* YOUR INSTRUCTIONS:
Count the lines in the data below that contain the string "vent", and reply with that count alone.

* PROVIDED INFORMATION:
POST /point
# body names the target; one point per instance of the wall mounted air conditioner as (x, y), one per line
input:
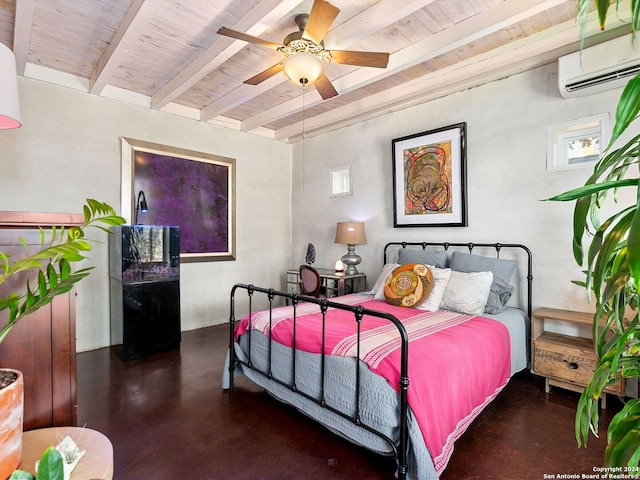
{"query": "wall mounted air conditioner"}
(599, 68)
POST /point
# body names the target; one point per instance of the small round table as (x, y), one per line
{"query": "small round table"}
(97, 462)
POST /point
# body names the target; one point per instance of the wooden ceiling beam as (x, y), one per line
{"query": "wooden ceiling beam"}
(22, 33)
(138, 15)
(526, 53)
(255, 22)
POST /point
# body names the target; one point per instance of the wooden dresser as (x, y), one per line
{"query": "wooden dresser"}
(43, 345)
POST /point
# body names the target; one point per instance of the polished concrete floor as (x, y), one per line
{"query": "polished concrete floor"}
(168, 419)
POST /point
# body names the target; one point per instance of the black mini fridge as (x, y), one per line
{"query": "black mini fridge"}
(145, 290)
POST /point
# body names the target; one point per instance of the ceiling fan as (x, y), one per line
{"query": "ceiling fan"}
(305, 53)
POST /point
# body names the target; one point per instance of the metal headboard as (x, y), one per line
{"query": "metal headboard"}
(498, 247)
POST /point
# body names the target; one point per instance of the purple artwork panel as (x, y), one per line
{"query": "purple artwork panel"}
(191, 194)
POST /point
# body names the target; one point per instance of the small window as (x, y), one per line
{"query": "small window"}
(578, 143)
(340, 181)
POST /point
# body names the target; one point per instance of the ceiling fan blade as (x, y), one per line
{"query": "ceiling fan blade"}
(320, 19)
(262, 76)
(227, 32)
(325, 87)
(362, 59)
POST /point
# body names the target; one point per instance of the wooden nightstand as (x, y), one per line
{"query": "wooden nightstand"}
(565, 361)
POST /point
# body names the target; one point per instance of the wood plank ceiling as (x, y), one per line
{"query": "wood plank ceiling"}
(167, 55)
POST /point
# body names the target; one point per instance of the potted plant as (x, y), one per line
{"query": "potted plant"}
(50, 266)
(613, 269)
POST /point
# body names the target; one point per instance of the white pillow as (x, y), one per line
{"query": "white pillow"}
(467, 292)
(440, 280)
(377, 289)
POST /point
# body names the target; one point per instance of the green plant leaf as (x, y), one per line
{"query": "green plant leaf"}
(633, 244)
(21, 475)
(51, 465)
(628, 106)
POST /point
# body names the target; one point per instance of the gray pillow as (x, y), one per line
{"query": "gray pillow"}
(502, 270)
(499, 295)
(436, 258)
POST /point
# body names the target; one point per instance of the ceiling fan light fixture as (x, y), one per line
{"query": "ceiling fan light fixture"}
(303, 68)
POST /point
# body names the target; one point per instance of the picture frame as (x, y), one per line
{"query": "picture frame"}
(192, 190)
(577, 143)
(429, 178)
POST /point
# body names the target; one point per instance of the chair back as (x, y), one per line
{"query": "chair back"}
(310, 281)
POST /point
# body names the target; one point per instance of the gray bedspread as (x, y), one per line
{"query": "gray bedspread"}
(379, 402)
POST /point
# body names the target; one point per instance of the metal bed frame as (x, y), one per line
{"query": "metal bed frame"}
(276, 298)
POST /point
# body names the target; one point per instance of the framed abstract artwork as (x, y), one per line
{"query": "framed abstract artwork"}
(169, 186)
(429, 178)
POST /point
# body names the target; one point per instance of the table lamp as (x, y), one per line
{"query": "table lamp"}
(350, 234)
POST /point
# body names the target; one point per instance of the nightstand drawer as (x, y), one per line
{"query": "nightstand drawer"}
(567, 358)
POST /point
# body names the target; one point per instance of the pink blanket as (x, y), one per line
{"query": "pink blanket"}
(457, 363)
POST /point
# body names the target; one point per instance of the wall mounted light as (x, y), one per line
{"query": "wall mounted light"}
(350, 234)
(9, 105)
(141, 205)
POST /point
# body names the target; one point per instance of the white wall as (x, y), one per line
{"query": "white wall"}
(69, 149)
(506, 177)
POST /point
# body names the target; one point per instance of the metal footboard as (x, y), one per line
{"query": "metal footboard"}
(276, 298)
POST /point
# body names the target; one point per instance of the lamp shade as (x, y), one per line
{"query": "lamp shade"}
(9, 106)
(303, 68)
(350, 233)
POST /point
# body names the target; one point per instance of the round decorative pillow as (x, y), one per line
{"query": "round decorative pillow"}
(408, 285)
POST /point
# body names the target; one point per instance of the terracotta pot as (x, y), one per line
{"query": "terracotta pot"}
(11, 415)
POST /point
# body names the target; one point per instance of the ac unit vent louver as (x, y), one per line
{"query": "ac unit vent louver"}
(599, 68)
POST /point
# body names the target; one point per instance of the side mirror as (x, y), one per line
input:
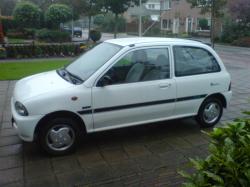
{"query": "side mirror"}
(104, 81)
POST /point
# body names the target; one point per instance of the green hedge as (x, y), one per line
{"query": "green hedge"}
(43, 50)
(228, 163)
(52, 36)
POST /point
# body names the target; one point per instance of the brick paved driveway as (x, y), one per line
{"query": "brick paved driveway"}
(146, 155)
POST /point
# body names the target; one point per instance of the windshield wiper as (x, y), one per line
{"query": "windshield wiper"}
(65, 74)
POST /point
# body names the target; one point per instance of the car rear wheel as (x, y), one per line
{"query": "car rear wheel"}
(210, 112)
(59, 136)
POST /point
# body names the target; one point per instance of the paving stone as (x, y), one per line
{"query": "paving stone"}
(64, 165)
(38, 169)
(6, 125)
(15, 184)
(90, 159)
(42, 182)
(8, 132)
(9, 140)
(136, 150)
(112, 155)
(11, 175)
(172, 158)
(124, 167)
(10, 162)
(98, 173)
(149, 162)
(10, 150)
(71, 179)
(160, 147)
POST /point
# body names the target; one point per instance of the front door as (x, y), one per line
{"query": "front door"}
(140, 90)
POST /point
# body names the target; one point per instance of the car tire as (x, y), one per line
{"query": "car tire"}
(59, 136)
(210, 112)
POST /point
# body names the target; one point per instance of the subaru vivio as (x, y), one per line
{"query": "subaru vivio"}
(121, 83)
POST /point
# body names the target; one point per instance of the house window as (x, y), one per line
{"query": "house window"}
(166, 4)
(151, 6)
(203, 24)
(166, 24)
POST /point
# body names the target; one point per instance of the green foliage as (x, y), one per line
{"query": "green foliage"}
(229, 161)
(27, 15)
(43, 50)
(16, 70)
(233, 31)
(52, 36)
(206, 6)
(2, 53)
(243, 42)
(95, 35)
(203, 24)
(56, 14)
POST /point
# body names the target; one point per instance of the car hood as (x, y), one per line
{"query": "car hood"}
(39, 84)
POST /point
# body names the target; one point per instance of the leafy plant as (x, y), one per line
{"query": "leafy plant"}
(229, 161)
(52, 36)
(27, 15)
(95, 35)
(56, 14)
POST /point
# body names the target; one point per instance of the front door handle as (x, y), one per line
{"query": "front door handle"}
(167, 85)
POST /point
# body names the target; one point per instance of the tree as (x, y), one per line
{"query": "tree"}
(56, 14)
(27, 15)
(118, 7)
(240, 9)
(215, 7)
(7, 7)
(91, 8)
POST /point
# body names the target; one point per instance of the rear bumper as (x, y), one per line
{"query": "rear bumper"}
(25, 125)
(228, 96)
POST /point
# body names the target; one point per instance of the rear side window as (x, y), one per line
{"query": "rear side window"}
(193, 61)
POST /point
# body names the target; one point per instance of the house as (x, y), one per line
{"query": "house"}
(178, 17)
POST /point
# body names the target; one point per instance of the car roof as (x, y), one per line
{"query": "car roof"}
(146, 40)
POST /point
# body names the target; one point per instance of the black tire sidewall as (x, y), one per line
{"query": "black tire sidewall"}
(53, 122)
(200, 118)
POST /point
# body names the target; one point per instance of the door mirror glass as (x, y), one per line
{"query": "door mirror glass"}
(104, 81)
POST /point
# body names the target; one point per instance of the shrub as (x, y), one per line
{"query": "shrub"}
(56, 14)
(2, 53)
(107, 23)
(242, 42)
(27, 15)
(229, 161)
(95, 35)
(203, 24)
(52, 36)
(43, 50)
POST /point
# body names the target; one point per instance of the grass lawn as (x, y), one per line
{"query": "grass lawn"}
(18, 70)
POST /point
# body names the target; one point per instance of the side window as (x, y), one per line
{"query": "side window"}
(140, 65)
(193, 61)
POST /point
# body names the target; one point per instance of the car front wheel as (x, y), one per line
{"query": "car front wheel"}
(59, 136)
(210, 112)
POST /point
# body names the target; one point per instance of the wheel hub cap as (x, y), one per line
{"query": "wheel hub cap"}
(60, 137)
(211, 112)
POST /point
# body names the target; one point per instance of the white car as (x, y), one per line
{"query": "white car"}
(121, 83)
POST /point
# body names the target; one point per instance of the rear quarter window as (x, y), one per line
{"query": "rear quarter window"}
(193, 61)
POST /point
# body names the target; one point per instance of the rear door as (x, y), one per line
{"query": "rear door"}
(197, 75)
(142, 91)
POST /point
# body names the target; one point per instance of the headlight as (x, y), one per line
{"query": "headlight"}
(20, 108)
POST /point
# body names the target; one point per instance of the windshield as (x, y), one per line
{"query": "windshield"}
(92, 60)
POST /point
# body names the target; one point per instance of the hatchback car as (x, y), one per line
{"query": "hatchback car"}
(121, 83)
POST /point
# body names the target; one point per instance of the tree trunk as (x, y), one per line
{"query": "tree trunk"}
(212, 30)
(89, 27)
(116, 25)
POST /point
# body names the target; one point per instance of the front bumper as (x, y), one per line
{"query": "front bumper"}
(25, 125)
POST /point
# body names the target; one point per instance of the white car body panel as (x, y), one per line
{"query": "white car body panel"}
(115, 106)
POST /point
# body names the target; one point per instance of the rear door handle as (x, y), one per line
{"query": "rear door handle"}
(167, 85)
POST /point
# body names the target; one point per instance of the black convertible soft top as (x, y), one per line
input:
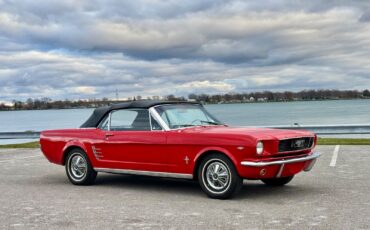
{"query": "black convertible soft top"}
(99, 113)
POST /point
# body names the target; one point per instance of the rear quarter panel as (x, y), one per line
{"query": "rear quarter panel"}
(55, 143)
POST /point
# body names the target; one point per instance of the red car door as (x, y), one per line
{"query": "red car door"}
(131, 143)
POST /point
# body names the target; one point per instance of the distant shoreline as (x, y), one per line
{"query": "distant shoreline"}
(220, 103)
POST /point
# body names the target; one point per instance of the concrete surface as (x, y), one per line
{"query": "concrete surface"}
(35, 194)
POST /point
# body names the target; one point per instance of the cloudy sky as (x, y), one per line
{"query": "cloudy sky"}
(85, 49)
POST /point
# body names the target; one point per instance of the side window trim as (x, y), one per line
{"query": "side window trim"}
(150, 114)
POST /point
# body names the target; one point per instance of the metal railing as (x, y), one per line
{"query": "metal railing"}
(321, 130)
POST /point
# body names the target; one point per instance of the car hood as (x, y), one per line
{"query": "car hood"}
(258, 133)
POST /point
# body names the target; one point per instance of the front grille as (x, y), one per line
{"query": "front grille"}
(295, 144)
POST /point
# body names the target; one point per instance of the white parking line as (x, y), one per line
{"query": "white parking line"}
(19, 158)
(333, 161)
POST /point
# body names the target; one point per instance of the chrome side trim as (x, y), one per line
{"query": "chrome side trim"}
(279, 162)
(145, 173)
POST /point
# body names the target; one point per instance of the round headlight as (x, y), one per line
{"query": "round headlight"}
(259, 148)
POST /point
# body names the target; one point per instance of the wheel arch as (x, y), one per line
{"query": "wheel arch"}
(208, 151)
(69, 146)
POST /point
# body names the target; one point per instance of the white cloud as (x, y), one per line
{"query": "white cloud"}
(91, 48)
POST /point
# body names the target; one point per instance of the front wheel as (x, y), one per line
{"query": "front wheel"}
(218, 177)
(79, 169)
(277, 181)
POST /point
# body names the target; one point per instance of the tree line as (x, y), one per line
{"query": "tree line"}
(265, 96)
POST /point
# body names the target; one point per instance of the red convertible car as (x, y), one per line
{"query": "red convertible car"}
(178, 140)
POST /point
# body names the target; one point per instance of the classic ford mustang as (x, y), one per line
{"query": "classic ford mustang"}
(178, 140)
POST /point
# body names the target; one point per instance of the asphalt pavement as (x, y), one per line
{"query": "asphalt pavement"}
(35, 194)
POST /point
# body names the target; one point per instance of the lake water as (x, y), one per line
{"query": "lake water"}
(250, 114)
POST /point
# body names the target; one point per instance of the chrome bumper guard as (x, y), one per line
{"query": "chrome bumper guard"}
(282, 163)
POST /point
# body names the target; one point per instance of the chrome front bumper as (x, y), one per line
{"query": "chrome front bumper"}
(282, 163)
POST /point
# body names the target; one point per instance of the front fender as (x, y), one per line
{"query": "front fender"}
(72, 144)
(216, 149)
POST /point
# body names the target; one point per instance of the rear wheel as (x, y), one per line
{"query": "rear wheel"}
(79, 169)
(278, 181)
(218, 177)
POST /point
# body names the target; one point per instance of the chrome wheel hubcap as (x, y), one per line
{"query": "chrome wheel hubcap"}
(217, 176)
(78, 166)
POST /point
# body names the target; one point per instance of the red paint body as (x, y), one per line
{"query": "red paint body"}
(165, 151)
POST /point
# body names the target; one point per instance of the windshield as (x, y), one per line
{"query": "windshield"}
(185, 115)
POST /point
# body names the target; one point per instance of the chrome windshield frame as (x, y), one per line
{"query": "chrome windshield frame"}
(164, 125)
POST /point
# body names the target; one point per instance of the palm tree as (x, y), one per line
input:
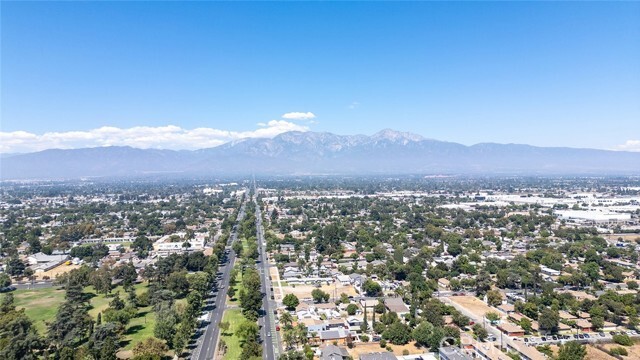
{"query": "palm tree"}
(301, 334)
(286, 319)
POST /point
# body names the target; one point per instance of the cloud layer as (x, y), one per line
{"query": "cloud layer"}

* SOLUTION TO THE EXERCISE:
2